- Instruction -
Repeat the rows without changing anything, starting with the line that contains "Guideline: one keypoint for each instance of the standing" and going on through the end of the rows, and leave the pictures out.

- Task material -
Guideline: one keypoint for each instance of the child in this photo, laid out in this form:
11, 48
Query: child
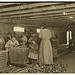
33, 52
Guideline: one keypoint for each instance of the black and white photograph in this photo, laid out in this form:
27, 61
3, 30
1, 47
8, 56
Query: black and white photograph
37, 37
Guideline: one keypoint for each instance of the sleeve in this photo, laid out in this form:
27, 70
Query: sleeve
7, 44
17, 43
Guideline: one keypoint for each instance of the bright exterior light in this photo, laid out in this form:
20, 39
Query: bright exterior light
18, 29
38, 30
64, 13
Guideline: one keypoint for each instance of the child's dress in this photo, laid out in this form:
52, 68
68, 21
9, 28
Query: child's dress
33, 52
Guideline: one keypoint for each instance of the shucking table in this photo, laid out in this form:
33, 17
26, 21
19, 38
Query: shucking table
18, 55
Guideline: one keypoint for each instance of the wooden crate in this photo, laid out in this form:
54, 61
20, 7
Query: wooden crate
18, 55
3, 60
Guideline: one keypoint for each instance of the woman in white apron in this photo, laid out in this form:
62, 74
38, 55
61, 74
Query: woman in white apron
45, 52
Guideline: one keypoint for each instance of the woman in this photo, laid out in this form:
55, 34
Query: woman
12, 43
45, 52
24, 40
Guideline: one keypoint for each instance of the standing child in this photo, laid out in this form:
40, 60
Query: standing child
33, 52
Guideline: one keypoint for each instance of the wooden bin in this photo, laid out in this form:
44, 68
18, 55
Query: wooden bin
3, 60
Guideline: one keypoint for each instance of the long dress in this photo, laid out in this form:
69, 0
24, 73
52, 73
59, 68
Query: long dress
45, 52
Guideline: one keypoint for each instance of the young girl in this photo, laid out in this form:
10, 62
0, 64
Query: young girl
33, 52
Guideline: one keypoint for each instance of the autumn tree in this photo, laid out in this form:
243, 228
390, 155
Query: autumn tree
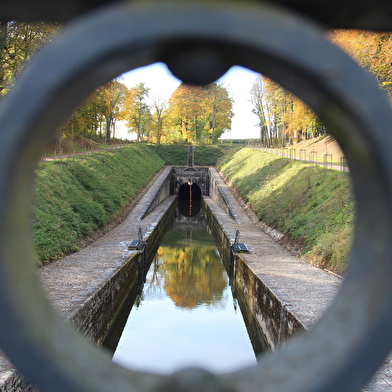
219, 112
18, 42
111, 105
97, 116
199, 114
283, 118
158, 116
373, 51
138, 111
260, 109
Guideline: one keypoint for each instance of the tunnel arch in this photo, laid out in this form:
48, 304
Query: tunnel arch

- Task response -
Guideline: one keypoint for each instance of the standing child in this photo, laid out in this form:
40, 60
Query: standing child
33, 52
Guideline: one keypoint for each instance of the wooden bin in this photo, laid out in this form:
44, 68
18, 55
Query: wooden bin
3, 60
Guideline: one keypoint for each instance of the long dress in this photo, laid out in this form:
69, 0
24, 73
52, 73
59, 68
Query: long dress
45, 52
Guideline: one keypoint for each instance of the young girl in this photo, laid out in this form:
10, 62
0, 64
Query: young girl
33, 52
Guideline: one keypoint for each instance of the autumn tree in this photo, laid out in this form:
243, 228
390, 155
Query: autumn tree
219, 112
18, 42
111, 105
97, 116
199, 114
283, 118
158, 116
373, 51
138, 111
260, 109
Guideline: one keypoint for each instance of the tunnel arch in this photo, laid out in this form:
48, 304
Query: tunnel arch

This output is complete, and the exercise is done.